(Pointing and labeling entries)
==========
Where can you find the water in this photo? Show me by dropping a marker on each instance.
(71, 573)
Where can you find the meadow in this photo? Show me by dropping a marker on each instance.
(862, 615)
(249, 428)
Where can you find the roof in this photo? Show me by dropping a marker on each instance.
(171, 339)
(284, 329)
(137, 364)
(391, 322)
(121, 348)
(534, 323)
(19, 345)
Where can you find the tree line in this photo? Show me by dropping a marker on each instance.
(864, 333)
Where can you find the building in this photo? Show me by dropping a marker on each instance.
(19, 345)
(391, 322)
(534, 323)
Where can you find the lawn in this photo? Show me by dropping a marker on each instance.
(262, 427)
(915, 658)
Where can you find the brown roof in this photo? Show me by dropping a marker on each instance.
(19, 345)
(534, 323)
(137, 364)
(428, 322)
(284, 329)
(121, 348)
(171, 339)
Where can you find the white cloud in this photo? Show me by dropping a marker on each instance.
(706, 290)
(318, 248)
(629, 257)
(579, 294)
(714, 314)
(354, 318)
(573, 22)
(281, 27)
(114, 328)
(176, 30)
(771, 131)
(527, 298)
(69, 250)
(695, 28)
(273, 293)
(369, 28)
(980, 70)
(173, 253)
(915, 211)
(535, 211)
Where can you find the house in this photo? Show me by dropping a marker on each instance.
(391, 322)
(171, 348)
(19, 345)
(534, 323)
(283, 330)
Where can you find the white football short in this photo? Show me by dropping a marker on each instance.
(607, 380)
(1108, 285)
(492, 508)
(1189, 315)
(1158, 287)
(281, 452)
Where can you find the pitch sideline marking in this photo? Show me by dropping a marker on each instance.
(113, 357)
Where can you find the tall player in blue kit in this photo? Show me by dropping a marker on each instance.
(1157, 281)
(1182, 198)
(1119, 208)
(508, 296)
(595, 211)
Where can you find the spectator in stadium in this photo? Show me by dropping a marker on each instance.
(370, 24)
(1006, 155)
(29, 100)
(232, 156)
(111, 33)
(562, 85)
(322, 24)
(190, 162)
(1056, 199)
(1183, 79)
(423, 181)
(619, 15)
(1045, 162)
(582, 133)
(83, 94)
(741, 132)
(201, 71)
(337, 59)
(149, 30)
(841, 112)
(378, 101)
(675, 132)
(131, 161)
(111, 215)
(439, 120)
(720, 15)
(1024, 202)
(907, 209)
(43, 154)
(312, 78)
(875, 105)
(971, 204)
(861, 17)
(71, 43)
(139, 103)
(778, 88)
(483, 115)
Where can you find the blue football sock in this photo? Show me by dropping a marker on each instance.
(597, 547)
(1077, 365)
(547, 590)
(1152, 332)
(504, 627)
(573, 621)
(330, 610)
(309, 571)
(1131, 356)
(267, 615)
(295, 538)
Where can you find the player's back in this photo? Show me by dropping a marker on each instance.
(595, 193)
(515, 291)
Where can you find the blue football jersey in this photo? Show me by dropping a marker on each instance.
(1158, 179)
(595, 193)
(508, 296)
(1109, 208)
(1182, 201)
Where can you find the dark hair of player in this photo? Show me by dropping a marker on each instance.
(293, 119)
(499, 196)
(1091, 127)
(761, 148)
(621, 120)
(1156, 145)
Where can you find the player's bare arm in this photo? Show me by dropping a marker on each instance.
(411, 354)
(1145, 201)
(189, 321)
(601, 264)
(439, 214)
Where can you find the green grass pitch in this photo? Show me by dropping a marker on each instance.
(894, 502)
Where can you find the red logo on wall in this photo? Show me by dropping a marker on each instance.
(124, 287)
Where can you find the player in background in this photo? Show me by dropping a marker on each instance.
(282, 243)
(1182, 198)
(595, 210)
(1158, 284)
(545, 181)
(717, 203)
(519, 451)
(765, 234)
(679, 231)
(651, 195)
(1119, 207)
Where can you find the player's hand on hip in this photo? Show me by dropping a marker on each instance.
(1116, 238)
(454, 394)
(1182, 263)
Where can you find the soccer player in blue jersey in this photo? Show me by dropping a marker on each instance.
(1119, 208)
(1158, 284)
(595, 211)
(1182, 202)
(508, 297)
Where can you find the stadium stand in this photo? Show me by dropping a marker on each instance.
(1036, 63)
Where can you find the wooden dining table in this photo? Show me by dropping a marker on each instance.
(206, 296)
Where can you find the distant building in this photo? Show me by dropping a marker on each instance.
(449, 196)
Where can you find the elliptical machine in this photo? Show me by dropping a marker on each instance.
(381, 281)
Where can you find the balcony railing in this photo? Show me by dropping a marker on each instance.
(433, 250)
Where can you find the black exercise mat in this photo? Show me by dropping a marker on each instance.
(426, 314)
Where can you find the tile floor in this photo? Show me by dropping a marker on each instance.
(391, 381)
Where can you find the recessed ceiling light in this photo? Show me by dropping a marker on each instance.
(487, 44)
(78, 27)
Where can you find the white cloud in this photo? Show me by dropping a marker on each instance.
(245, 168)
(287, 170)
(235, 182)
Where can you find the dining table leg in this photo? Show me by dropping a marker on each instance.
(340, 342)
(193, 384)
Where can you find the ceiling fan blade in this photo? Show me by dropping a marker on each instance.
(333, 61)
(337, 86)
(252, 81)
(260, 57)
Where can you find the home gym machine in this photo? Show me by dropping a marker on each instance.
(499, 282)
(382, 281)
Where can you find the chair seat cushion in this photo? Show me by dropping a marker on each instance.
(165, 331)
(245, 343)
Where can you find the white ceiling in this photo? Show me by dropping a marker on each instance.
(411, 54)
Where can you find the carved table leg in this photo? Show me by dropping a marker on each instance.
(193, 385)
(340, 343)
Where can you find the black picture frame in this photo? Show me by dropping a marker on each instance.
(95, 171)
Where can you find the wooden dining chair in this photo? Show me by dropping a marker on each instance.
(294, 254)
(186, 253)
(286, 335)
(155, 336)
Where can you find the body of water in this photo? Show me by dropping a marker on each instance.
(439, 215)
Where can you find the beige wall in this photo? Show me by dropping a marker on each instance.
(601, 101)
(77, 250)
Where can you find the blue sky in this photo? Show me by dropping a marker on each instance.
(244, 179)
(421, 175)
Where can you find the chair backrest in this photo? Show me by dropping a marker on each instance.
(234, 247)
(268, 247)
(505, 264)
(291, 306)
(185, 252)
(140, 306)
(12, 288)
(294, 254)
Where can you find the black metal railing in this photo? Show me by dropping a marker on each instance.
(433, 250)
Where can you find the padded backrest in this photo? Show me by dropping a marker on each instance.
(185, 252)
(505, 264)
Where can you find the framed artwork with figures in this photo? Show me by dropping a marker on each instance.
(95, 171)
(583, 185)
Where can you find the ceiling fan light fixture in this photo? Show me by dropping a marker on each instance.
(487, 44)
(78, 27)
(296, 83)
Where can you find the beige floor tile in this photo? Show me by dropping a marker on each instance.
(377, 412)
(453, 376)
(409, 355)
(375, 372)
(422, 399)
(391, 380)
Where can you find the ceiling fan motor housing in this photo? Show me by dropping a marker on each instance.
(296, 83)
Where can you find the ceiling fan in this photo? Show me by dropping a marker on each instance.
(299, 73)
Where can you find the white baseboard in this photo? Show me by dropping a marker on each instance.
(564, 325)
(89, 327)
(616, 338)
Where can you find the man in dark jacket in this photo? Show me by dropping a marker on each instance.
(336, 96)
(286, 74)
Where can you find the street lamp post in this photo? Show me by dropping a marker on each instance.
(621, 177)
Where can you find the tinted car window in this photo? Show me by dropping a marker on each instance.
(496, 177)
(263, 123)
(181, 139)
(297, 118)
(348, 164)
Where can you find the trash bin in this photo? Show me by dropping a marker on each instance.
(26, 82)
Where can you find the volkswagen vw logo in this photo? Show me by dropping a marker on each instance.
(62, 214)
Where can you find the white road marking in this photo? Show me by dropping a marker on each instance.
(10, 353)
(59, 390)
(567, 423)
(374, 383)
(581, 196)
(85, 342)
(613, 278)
==========
Restate all of the entries exactly, please.

Where can you find the water in this photo? Show me by dropping a marker on each instance.
(71, 573)
Where can you find the meadow in this photo? Show me by dropping a marker on each instance.
(862, 615)
(249, 428)
Where can you find the roof in this photo? Show me by dropping a marker on each instance.
(171, 339)
(284, 329)
(137, 364)
(391, 322)
(121, 348)
(534, 323)
(19, 345)
Where can you find the tree line in this photo? Show me by dropping a marker on each instance.
(864, 333)
Where can you find the building in this photo? Show me by dropping a marker on each instance.
(19, 345)
(391, 322)
(534, 323)
Where can you find the lawn in this photo? Show me by dropping a marker on each instance.
(262, 427)
(915, 658)
Where can you find the brown roof in this photo? Show me by dropping a marker on each instance.
(19, 345)
(534, 323)
(137, 364)
(428, 322)
(284, 329)
(121, 348)
(171, 339)
Where can you find the white cloud in this photo? Show me by dropping a marker on each instance.
(706, 290)
(318, 248)
(629, 257)
(579, 294)
(714, 314)
(354, 318)
(573, 22)
(281, 27)
(114, 328)
(176, 30)
(771, 131)
(527, 298)
(69, 250)
(695, 28)
(273, 293)
(369, 28)
(980, 70)
(173, 253)
(915, 211)
(535, 211)
Where can you find the house in this photo? Show me by dropping a marker on each instance.
(391, 322)
(171, 348)
(19, 345)
(534, 323)
(283, 330)
Where can you find the white football short in this photo? Show me by dropping a marker on each instance.
(607, 380)
(1108, 285)
(492, 508)
(1189, 315)
(1158, 287)
(281, 452)
Where can you find the pitch sideline marking in this photo? Show me by dropping a marker on each instance.
(113, 357)
Where can you find the tall player in blue kit in this photo? Show me by dropping a marker on each instance.
(1157, 281)
(1182, 198)
(1119, 208)
(508, 296)
(595, 211)
Where can you find the spectator in stadium in this photo? Show me by dropping a marker on each instance.
(370, 24)
(1006, 155)
(29, 100)
(232, 156)
(111, 33)
(562, 85)
(322, 24)
(190, 162)
(1056, 199)
(1183, 79)
(423, 181)
(619, 15)
(1045, 162)
(582, 133)
(83, 94)
(741, 132)
(201, 71)
(337, 59)
(149, 30)
(841, 112)
(378, 101)
(675, 132)
(131, 161)
(111, 215)
(439, 120)
(720, 15)
(1024, 202)
(907, 209)
(43, 154)
(312, 78)
(875, 105)
(971, 204)
(861, 17)
(71, 43)
(139, 103)
(778, 88)
(483, 115)
Where can you find the blue football sock in this photo? Show me by dropping a marker on each instance.
(597, 547)
(1077, 365)
(547, 590)
(1152, 332)
(504, 627)
(573, 621)
(330, 610)
(309, 571)
(1131, 356)
(267, 615)
(295, 538)
Where can you find the player's back in this photo? Show me by dropping a marker on each instance.
(595, 193)
(515, 291)
Where can you find the blue football jersey in this photo? Show me by dropping a marker on each instance.
(1158, 179)
(595, 193)
(508, 296)
(1109, 208)
(1182, 201)
Where can you find the dark hair of player in this photo? Show me by dropping a marker on each instance.
(293, 119)
(499, 196)
(1091, 127)
(761, 148)
(621, 120)
(1156, 145)
Where can you find the player's bare arm in this photo? Show me by dropping a marker on each instance.
(411, 354)
(1145, 201)
(189, 321)
(601, 264)
(439, 214)
Where can you find the green grass pitch in this photo? Show me by dropping a marker on each instance.
(894, 502)
Where can you find the red logo on wall in this photo? Show me by dropping a marker on each instance.
(124, 287)
Where can you find the player in background in this photo? Show me by dropping a marker on each instance.
(282, 243)
(1182, 198)
(595, 210)
(1158, 284)
(545, 181)
(717, 203)
(519, 451)
(765, 234)
(679, 231)
(651, 195)
(1119, 207)
Where can you find the player's hand on hip in this photo? Show me by dropping a marker on each instance.
(1116, 238)
(454, 394)
(1182, 263)
Where can you find the soccer player in blue jersey in this photo? Show me by dropping a marker on each instance.
(1119, 208)
(1158, 284)
(595, 211)
(1182, 202)
(508, 297)
Where can you find the stadium stand in this photo? Show me by dropping a marker on each instance.
(1036, 63)
Where can you find the wooden dining table in this photo? Show me by dropping a marker on each instance.
(206, 296)
Where can you find the distant building in this photo? Show me by dropping a marker on each instance.
(449, 196)
Where can you find the elliptical machine in this photo? Show me by dropping a marker on each instance.
(381, 281)
Where can you find the balcony railing in this photo? Show me by dropping a marker on each instance.
(433, 250)
Where can you find the black exercise mat in this photo? Show me by dropping a marker on each instance.
(426, 314)
Where can you find the tile floor in this photo? Show me by dropping a marker on each instance.
(391, 381)
Where can you find the recessed ceiling light in this photo? Show me by dropping a marker on each instance.
(487, 44)
(78, 27)
Where can you find the white cloud in this photo? Show me by dropping a marker on each instance.
(245, 168)
(287, 170)
(235, 182)
Where can you find the dining table leg in this photo? Show me by dropping a marker on each instance.
(340, 342)
(193, 384)
Where can you find the ceiling fan blade in this photo? Show me by dropping a marker on each instance.
(333, 61)
(337, 86)
(252, 81)
(260, 57)
Where can you find the home gym machine in this photo? Show me by dropping a marker on each instance.
(499, 282)
(382, 281)
Where can you find the chair seat cushion in this photo? Show me by dropping a marker on each instance.
(165, 331)
(245, 343)
Where can you find the white ceiling in this photo? Show me by dropping a marker on each instance.
(411, 54)
Where can you find the carved table leg in this photo? Show me by dropping a marker on each instance.
(193, 385)
(340, 343)
Where can you find the black picture frame in this photo? Show me by dropping a marker on each instance.
(95, 171)
Where can you find the wooden dining chair in this photo? Show me by dropping a marker on each instance.
(294, 254)
(186, 253)
(286, 335)
(155, 336)
Where can you find the body of water in this photo? Show me by dropping a marker on each instance.
(439, 215)
Where can you find the beige wall in this photo? Show me by dropping a marker on each instance.
(601, 101)
(77, 250)
Where can you find the blue sky in this photo? Show me by dropping a marker on each instance.
(244, 179)
(421, 175)
Where can you find the chair backrest in this photo? Show me by dropping a marker on each instance.
(234, 247)
(268, 247)
(505, 264)
(291, 306)
(185, 252)
(140, 306)
(12, 288)
(294, 254)
Where can you find the black metal railing in this photo? Show me by dropping a marker on each instance.
(433, 250)
Where can you find the padded backrest in this photo? Show me by dropping a marker on each instance.
(185, 252)
(505, 264)
Where can you find the framed artwork with figures in this photo? Show me by dropping a marker on each instance.
(95, 171)
(583, 185)
Where can you find the ceiling fan light fixture in this photo? Show me by dropping a marker on each instance.
(487, 44)
(78, 27)
(296, 83)
Where can you find the beige floor tile in this photo? Show me by dropping a marker on each instance.
(377, 412)
(453, 376)
(409, 355)
(375, 372)
(422, 399)
(391, 380)
Where can you find the ceiling fan motor housing in this photo? Show me by dropping a marker on each instance.
(296, 83)
Where can you find the ceiling fan in this photo? Show me by dropping a marker on each instance.
(299, 73)
Where can you find the white baseboard in this photo? Show me by dropping a marker on each instance.
(564, 325)
(89, 327)
(616, 338)
Where can you find the man in dark jacket in this photo? Show me by dropping a marker on each instance.
(336, 96)
(286, 74)
Where can you find the street lamp post in this photo? Show me by dropping a marker on each instance.
(621, 177)
Where can you find the tinted car window in this photo? Show me by dropping a marker on each instance.
(496, 177)
(263, 123)
(181, 139)
(297, 118)
(348, 164)
Where can you find the trash bin in this photo? Show me by dropping a marker on each instance.
(26, 82)
Where can you find the volkswagen vw logo in this photo? Show me by dropping a marker on each instance.
(62, 214)
Where can you find the white road marking in this photo? Show me by dropping a marker on each instance.
(10, 353)
(59, 390)
(567, 423)
(374, 383)
(581, 196)
(85, 342)
(613, 278)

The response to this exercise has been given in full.